Rows from a dataset
▼▼▼

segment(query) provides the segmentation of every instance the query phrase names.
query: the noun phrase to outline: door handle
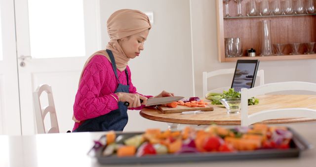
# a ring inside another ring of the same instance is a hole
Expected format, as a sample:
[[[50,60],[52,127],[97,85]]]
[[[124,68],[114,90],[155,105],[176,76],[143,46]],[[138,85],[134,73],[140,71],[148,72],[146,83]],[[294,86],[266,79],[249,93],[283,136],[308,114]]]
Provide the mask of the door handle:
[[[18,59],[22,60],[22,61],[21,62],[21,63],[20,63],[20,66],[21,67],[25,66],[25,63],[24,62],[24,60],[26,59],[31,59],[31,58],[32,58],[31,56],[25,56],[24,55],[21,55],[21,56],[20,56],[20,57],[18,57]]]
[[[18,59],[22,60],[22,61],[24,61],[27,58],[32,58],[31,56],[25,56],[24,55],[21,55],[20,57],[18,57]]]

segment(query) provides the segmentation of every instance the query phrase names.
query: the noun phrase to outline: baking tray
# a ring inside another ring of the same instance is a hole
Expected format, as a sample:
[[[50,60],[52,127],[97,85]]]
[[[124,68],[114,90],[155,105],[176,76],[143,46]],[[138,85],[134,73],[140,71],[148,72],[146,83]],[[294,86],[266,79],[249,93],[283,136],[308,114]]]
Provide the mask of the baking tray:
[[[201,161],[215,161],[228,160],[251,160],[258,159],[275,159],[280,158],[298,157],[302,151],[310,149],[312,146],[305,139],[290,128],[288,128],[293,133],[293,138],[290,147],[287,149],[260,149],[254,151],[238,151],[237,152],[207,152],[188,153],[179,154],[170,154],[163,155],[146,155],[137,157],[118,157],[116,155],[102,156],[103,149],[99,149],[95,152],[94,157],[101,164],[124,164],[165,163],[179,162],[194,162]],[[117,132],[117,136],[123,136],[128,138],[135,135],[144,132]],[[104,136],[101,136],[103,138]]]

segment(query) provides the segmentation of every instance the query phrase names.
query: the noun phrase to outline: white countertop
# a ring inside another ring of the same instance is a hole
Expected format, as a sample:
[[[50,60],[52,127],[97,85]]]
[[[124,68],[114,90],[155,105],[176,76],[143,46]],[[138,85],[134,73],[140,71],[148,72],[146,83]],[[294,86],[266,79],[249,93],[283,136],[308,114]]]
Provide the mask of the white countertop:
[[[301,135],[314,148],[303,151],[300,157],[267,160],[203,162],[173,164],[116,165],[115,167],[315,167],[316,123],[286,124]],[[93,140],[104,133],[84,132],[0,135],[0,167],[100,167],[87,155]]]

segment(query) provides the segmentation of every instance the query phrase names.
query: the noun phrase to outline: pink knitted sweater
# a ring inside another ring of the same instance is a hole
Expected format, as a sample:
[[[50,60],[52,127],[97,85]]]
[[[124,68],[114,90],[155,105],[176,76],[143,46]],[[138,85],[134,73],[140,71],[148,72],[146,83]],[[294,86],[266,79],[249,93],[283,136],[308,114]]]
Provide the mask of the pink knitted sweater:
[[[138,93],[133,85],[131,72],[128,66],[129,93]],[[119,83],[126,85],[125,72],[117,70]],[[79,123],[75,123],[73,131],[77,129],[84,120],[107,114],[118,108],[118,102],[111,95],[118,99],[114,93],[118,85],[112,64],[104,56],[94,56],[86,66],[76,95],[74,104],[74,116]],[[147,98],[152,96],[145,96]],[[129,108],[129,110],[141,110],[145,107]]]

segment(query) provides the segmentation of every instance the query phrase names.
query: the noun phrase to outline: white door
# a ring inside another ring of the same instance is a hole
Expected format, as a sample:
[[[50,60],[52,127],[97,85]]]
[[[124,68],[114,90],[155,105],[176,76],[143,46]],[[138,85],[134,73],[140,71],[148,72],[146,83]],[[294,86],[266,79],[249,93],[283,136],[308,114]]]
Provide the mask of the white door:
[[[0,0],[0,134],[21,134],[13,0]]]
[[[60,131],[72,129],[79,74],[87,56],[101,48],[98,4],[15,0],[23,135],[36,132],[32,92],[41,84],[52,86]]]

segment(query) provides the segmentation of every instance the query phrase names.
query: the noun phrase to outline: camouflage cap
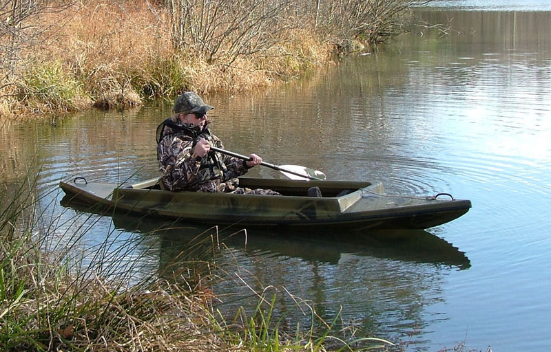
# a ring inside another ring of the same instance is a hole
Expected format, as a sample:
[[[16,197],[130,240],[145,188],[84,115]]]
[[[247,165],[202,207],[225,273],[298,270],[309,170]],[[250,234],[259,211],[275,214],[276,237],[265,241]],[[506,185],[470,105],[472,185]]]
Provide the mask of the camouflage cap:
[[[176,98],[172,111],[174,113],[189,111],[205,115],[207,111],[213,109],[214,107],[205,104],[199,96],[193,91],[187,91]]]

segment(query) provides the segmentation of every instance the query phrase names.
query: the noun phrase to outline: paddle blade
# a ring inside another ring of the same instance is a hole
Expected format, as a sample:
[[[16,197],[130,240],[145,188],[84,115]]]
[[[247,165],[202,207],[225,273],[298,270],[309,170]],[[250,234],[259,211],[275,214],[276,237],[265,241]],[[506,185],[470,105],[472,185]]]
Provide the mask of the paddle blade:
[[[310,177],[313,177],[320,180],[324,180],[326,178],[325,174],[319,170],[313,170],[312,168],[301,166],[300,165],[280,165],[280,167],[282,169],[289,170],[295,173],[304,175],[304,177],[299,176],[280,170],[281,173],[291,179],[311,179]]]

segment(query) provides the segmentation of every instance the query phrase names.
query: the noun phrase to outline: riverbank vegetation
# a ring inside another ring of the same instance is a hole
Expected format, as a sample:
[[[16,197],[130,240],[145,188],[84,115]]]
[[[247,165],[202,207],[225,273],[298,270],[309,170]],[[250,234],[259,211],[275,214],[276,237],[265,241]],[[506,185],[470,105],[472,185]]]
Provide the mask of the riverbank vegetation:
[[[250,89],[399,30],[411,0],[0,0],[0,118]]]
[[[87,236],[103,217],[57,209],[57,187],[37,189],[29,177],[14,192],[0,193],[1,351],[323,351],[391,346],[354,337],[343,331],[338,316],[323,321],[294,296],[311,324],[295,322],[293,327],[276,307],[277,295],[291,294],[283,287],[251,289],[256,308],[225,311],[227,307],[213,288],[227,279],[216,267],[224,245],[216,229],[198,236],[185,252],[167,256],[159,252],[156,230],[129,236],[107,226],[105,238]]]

▲▲▲

### [Given task]
Quote every line of the rows above word for word, leaving out the pictures.

### [Task result]
segment(query) provides the segmentation of every instance the query phrase names.
query: the noun phrase to outline: door handle
# a ring inside another ring of the same instance is a hole
Expected format, as a sample:
[[[50,60],[52,127],[97,85]]]
[[[124,68],[114,90],[155,105],[176,76],[143,46]],[[138,85],[134,73],[140,71],[148,72],[146,83]],[[294,86],[266,79],[249,93],[283,136],[308,114]]]
Provide the mask of the door handle:
[[[18,59],[22,60],[22,61],[21,62],[21,63],[20,63],[20,66],[21,67],[25,66],[25,63],[24,62],[24,60],[26,59],[31,59],[31,58],[32,58],[31,56],[25,56],[24,55],[21,55],[21,56],[20,56],[20,57],[18,57]]]
[[[18,59],[22,60],[22,61],[24,61],[27,58],[32,58],[31,56],[25,56],[24,55],[21,55],[20,57],[18,57]]]

segment(query) provides the segmentation of every instance the query phrase names.
query: the noun phrase to outline: baking tray
# a ring inside another ring of the same instance is a hole
Expected format, as a sample:
[[[50,60],[52,127],[97,85]]]
[[[124,68],[114,90],[155,105],[176,76],[143,46]],[[138,85],[134,73],[140,71],[148,72],[146,83]],[[294,86],[266,79],[249,93],[283,136],[308,114]]]
Provide the mask of the baking tray:
[[[201,161],[215,161],[228,160],[251,160],[258,159],[275,159],[280,158],[298,157],[302,151],[310,149],[312,146],[305,139],[290,128],[288,128],[293,133],[293,138],[290,147],[287,149],[260,149],[254,151],[238,151],[237,152],[207,152],[188,153],[179,154],[170,154],[163,155],[146,155],[137,157],[118,157],[116,155],[102,156],[103,149],[99,149],[95,152],[94,157],[101,164],[124,164],[165,163],[179,162],[194,162]],[[117,132],[117,136],[123,136],[128,138],[135,135],[144,132]],[[104,136],[101,136],[103,138]]]

segment(query) provides the segmentation of every instance the query phrase names.
query: the noun phrase to outline: white countertop
# a ring inside another ring of the same instance is a hole
Expected format, as a sample:
[[[50,60],[52,127],[97,85]]]
[[[124,68],[114,90],[155,105],[176,76],[143,46]],[[138,85],[134,73],[140,71],[148,72],[146,83]],[[294,86],[266,79],[249,93],[283,136],[308,114]]]
Provide the mask of the white countertop:
[[[301,135],[314,148],[303,151],[300,157],[267,160],[203,162],[173,164],[116,165],[115,167],[315,167],[316,123],[286,124]],[[93,140],[104,133],[84,132],[0,135],[0,167],[100,167],[87,155]]]

segment(query) provides the segmentation of every instance the query phrase names.
query: the noun phrase to outline: pink knitted sweater
# a ring inside another ring of the same instance is a hole
Expected format, as a sample:
[[[50,60],[52,127],[97,85]]]
[[[124,68],[114,90],[155,105],[176,76],[143,46]],[[138,85],[134,73],[140,71],[148,72],[146,83]],[[294,86],[266,79],[249,93],[283,136],[308,114]]]
Provide the mask of the pink knitted sweater:
[[[138,93],[133,85],[131,72],[128,66],[129,93]],[[119,83],[126,85],[125,72],[117,70]],[[79,123],[75,123],[73,131],[77,129],[84,120],[107,114],[118,108],[118,102],[111,95],[118,99],[114,93],[118,85],[112,64],[104,56],[94,56],[86,66],[76,95],[74,104],[74,116]],[[147,98],[152,96],[145,96]],[[129,108],[129,110],[141,110],[145,107]]]

segment(query) provides the segmentation of every instance the query phrase names.
query: the noun phrase to outline: white door
# a ring inside another ring of the same instance is a hole
Expected format, as a sample:
[[[50,60],[52,127],[97,85]]]
[[[124,68],[114,90],[155,105],[176,76],[143,46]],[[138,85],[134,73],[140,71],[148,72],[146,83]],[[294,86],[266,79],[249,93],[283,136],[308,114]]]
Provide the mask of the white door:
[[[0,0],[0,134],[21,134],[13,0]]]
[[[60,131],[72,129],[79,74],[87,56],[101,48],[98,4],[15,0],[23,135],[36,132],[32,92],[41,84],[52,86]]]

segment(query) provides the segmentation of every instance the query phrase names.
query: the noun phrase to outline: camouflage cap
# a ring inside another ring of the same instance is a hole
Expected format, as a sample:
[[[16,197],[130,240],[145,188],[84,115]]]
[[[247,165],[202,207],[225,273],[298,270],[309,170]],[[250,234],[259,211],[275,214],[276,237],[265,241]],[[506,185],[470,105],[472,185]]]
Provide the mask of the camouflage cap:
[[[176,98],[172,111],[174,113],[189,111],[205,115],[207,111],[213,109],[214,107],[205,104],[199,96],[193,91],[187,91]]]

segment(query) provides the segmentation of every instance the query phrase names.
query: the noun phrase to outline: paddle blade
# a ring inside another ring of the same instance is a hole
Expected format, as a sample:
[[[16,197],[130,240],[145,188],[84,115]]]
[[[247,165],[202,207],[225,273],[298,270],[309,170]],[[250,234],[259,211],[275,214],[276,237],[265,241]],[[506,185],[470,105],[472,185]]]
Provide the mask of the paddle blade:
[[[310,177],[313,177],[320,180],[324,180],[326,178],[325,174],[319,170],[313,170],[312,168],[301,166],[300,165],[280,165],[280,167],[282,169],[289,170],[295,173],[304,175],[304,177],[299,176],[280,170],[281,173],[291,179],[311,179]]]

segment(query) provides the segmentation of every instance the query phrase names.
query: the noun phrase to outline: riverbank vegetation
# a ring inside another ring of the same instance is a hole
Expected format, as a sample:
[[[16,197],[130,240],[145,188],[84,115]]]
[[[247,165],[202,207],[225,273],[298,270],[309,170]],[[250,234],[259,211],[275,214],[276,237],[265,241]],[[506,185],[470,105],[472,185]]]
Provide the mask of the riverbank vegetation:
[[[250,89],[399,30],[411,0],[0,0],[0,118]]]
[[[87,236],[103,217],[57,209],[57,187],[37,189],[29,177],[14,192],[0,193],[1,351],[323,351],[391,346],[354,337],[343,331],[338,316],[323,321],[294,296],[311,324],[295,322],[293,327],[276,307],[277,295],[291,294],[283,287],[251,289],[256,308],[225,311],[227,307],[213,288],[227,279],[216,267],[224,245],[216,229],[198,236],[185,252],[167,256],[159,252],[156,230],[129,236],[107,226],[105,238]]]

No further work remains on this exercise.